Image boundary labeling listing
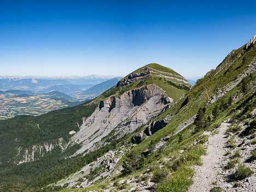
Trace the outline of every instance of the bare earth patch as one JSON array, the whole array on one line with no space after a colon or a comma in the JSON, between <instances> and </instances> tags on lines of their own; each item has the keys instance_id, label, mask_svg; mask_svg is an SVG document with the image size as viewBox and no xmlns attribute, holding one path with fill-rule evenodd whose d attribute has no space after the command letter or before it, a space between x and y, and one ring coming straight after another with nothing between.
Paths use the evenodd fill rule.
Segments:
<instances>
[{"instance_id":1,"label":"bare earth patch","mask_svg":"<svg viewBox=\"0 0 256 192\"><path fill-rule=\"evenodd\" d=\"M209 191L214 187L215 185L212 184L212 183L217 181L218 175L221 174L223 171L220 165L225 159L225 152L228 151L225 148L226 143L225 133L230 124L228 123L223 123L221 126L216 129L216 131L219 131L219 132L209 136L208 143L205 145L205 147L207 147L206 151L208 155L202 156L202 166L194 166L195 172L193 178L194 184L189 189L188 191Z\"/></svg>"}]
</instances>

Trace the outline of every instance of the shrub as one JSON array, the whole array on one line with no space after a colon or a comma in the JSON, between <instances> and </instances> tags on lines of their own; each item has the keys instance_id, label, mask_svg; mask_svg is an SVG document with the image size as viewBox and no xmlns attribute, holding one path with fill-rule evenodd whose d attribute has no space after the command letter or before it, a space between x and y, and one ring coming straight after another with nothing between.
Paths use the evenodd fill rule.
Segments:
<instances>
[{"instance_id":1,"label":"shrub","mask_svg":"<svg viewBox=\"0 0 256 192\"><path fill-rule=\"evenodd\" d=\"M240 164L237 170L234 173L234 178L235 180L242 180L249 177L253 173L253 171L249 167L246 167L244 165Z\"/></svg>"},{"instance_id":2,"label":"shrub","mask_svg":"<svg viewBox=\"0 0 256 192\"><path fill-rule=\"evenodd\" d=\"M256 139L253 139L250 142L251 144L256 144Z\"/></svg>"},{"instance_id":3,"label":"shrub","mask_svg":"<svg viewBox=\"0 0 256 192\"><path fill-rule=\"evenodd\" d=\"M236 146L234 144L234 142L235 142L235 141L232 138L230 138L228 140L228 143L229 144L228 147L235 149L236 147Z\"/></svg>"},{"instance_id":4,"label":"shrub","mask_svg":"<svg viewBox=\"0 0 256 192\"><path fill-rule=\"evenodd\" d=\"M208 141L208 136L207 135L202 135L202 137L201 137L201 138L199 138L199 143L200 144L205 143L206 142Z\"/></svg>"},{"instance_id":5,"label":"shrub","mask_svg":"<svg viewBox=\"0 0 256 192\"><path fill-rule=\"evenodd\" d=\"M152 181L155 183L160 183L165 180L169 175L167 168L159 168L153 172Z\"/></svg>"},{"instance_id":6,"label":"shrub","mask_svg":"<svg viewBox=\"0 0 256 192\"><path fill-rule=\"evenodd\" d=\"M251 152L251 159L252 160L256 160L256 149L254 149Z\"/></svg>"},{"instance_id":7,"label":"shrub","mask_svg":"<svg viewBox=\"0 0 256 192\"><path fill-rule=\"evenodd\" d=\"M156 186L158 192L187 191L189 186L193 183L191 177L194 170L187 165L183 165L172 173L171 177L167 178L163 182Z\"/></svg>"},{"instance_id":8,"label":"shrub","mask_svg":"<svg viewBox=\"0 0 256 192\"><path fill-rule=\"evenodd\" d=\"M226 135L229 135L230 132L235 133L241 129L241 126L238 125L230 126L226 130Z\"/></svg>"},{"instance_id":9,"label":"shrub","mask_svg":"<svg viewBox=\"0 0 256 192\"><path fill-rule=\"evenodd\" d=\"M236 166L236 164L239 162L238 158L235 158L229 160L228 164L225 166L226 170L229 170L230 168L234 168Z\"/></svg>"},{"instance_id":10,"label":"shrub","mask_svg":"<svg viewBox=\"0 0 256 192\"><path fill-rule=\"evenodd\" d=\"M231 156L231 158L235 159L236 158L239 158L240 156L240 150L237 149L237 150L236 150L236 151L234 153L233 156Z\"/></svg>"}]
</instances>

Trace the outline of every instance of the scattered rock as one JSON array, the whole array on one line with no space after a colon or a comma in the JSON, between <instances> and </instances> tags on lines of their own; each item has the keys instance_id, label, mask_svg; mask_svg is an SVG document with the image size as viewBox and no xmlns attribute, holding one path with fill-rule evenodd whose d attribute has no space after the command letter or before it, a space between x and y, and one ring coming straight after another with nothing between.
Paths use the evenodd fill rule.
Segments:
<instances>
[{"instance_id":1,"label":"scattered rock","mask_svg":"<svg viewBox=\"0 0 256 192\"><path fill-rule=\"evenodd\" d=\"M231 188L233 186L230 183L223 183L220 185L217 185L216 188L221 188L221 189L225 189L226 188Z\"/></svg>"},{"instance_id":2,"label":"scattered rock","mask_svg":"<svg viewBox=\"0 0 256 192\"><path fill-rule=\"evenodd\" d=\"M249 177L247 179L249 183L256 183L256 177L255 176L251 176Z\"/></svg>"}]
</instances>

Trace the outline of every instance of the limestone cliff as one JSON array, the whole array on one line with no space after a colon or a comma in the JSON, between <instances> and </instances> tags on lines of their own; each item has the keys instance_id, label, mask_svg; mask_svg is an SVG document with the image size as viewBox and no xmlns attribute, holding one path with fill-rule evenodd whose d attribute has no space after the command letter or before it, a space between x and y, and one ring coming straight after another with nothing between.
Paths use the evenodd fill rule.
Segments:
<instances>
[{"instance_id":1,"label":"limestone cliff","mask_svg":"<svg viewBox=\"0 0 256 192\"><path fill-rule=\"evenodd\" d=\"M114 130L115 135L135 131L167 109L170 102L166 91L154 84L101 101L72 138L73 142L83 143L75 154L84 153Z\"/></svg>"}]
</instances>

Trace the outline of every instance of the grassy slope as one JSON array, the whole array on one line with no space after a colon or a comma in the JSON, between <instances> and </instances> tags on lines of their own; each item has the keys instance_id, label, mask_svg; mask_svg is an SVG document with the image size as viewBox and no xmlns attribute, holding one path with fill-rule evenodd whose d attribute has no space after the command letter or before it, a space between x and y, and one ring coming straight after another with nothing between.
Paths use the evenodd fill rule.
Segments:
<instances>
[{"instance_id":1,"label":"grassy slope","mask_svg":"<svg viewBox=\"0 0 256 192\"><path fill-rule=\"evenodd\" d=\"M160 66L158 65L158 67ZM171 70L164 67L158 69ZM0 166L2 170L0 174L0 191L2 185L8 188L11 187L10 186L14 183L22 183L25 181L26 185L30 183L28 185L42 187L44 183L49 184L57 181L63 177L63 174L76 171L84 164L97 158L101 153L106 153L107 148L91 155L88 158L89 160L82 159L83 158L79 160L78 157L78 159L72 158L66 161L65 156L72 154L80 147L79 145L75 145L68 148L65 153L62 153L60 148L55 148L50 153L45 154L43 158L39 158L35 155L36 158L39 158L39 160L20 165L13 163L21 160L20 157L16 156L19 147L22 148L20 152L22 154L26 149L28 149L28 153L31 153L33 145L54 143L60 138L63 139L63 144L67 142L71 136L68 132L73 130L77 131L79 130L77 123L81 125L82 118L89 117L101 100L111 95L120 95L127 91L153 83L166 90L168 95L175 101L185 92L185 90L168 85L168 83L163 78L153 77L126 86L113 87L95 99L74 107L53 111L38 117L21 115L1 121L0 141L1 145L6 147L0 149ZM68 171L65 171L65 169ZM11 179L9 179L10 177Z\"/></svg>"},{"instance_id":2,"label":"grassy slope","mask_svg":"<svg viewBox=\"0 0 256 192\"><path fill-rule=\"evenodd\" d=\"M161 138L173 133L179 124L195 114L199 107L203 107L208 100L206 91L207 91L208 95L211 97L219 88L223 88L227 83L236 79L239 74L246 69L246 66L256 55L255 45L248 51L244 52L243 48L243 46L235 50L231 56L227 57L217 67L215 71L210 73L206 77L199 80L197 85L194 86L191 91L187 92L182 100L172 106L168 110L156 118L156 119L161 119L172 113L176 114L165 127L146 139L141 143L135 146L129 152L129 154L136 154L137 156L140 156L141 153L149 148L150 143L153 142L154 143L157 143ZM238 58L241 53L243 53L242 56ZM248 86L247 92L243 92L243 82L242 82L226 92L222 97L219 98L216 102L208 104L206 108L205 118L208 115L211 115L213 109L216 106L221 106L223 103L226 103L228 98L230 96L234 97L241 95L241 94L242 95L239 99L234 101L231 105L228 105L225 108L220 109L219 114L217 119L213 120L212 118L210 124L205 129L207 130L213 130L215 127L218 127L223 120L228 118L231 117L233 119L236 119L237 118L237 117L240 117L240 118L246 118L244 117L246 116L245 115L249 114L251 111L256 107L255 79L256 79L256 72L254 71L243 80L243 82L246 82ZM181 108L182 103L187 97L189 98L189 102L184 107ZM250 102L248 102L249 101ZM148 162L146 165L147 168L150 168L150 171L154 174L155 171L158 171L155 170L159 170L159 166L160 165L162 166L164 165L168 167L167 164L163 162L164 158L170 158L170 160L168 163L173 165L173 164L175 164L177 162L179 162L180 159L178 156L180 150L184 149L185 154L187 154L196 153L194 150L191 151L189 146L198 138L199 136L204 130L201 130L194 132L194 128L195 125L192 124L182 131L180 133L171 136L168 140L164 152L158 150L149 156L147 160ZM139 131L141 131L141 130ZM181 136L182 136L181 137ZM129 142L130 139L130 137L125 142ZM197 146L197 145L196 146ZM196 147L200 147L200 146ZM200 151L202 149L200 149ZM196 152L196 150L195 151ZM203 152L202 151L200 154L194 154L194 159L191 158L188 160L187 161L185 162L185 164L189 165L198 164L198 162L196 162L195 160L197 158L196 156L198 156L198 155L200 156L202 153ZM120 164L123 161L126 161L127 158L129 159L127 155L123 158L120 162ZM191 184L189 181L189 177L191 175L183 176L185 178L185 181L180 179L179 177L175 177L175 175L177 174L179 176L182 176L182 168L185 165L184 165L182 163L181 164L181 170L178 169L176 171L172 171L172 176L168 176L165 179L159 181L160 183L158 184L157 187L158 191L164 191L165 190L167 190L167 188L171 189L175 185L177 185L177 188L174 190L172 189L172 190L170 191L183 191L187 190L188 186ZM171 170L173 168L172 166L170 168ZM110 179L107 179L105 184L99 182L94 187L83 189L83 190L84 191L93 189L101 191L102 189L106 189L107 185L111 182L114 182L115 180L119 181L124 178L127 179L133 177L136 178L142 173L144 174L144 168L141 168L131 174L119 178L114 177L112 178L112 179L114 179L112 181ZM185 184L184 184L184 183ZM65 190L63 191L70 191L70 190Z\"/></svg>"}]
</instances>

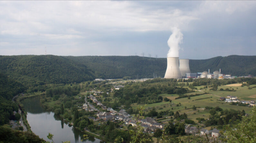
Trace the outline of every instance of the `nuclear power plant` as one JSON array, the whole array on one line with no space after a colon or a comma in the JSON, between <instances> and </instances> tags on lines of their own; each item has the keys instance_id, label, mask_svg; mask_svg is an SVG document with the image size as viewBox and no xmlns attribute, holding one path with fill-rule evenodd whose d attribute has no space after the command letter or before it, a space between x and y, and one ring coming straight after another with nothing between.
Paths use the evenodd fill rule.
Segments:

▶ **Task to carry out**: Return every line of the listing above that contains the string "patch", treating uppercase and lowercase letters as different.

▶ **Task result**:
Trace the outline of every instance of the bare earth patch as one JSON array, the whole array on one line with no space after a colon or a comma in the JSON, between <instances> and </instances> tags on lines of their own; each item has the keys instance_id, label, mask_svg; mask_svg is an SVG document with the image size as viewBox and no xmlns attribute, holding one path with fill-rule evenodd whose d attribute has no space after the command letter or before it, a space between x and y, and one ring coming straight after another with nothing between.
[{"instance_id":1,"label":"bare earth patch","mask_svg":"<svg viewBox=\"0 0 256 192\"><path fill-rule=\"evenodd\" d=\"M209 191L214 187L215 185L212 184L212 183L217 181L218 175L221 174L223 171L220 165L225 159L225 152L228 151L225 148L226 143L225 133L230 124L228 123L223 123L221 126L216 129L216 131L219 131L219 132L209 136L208 143L205 145L205 147L207 147L206 151L208 155L202 156L202 166L194 166L195 172L193 178L194 184L189 189L188 191Z\"/></svg>"}]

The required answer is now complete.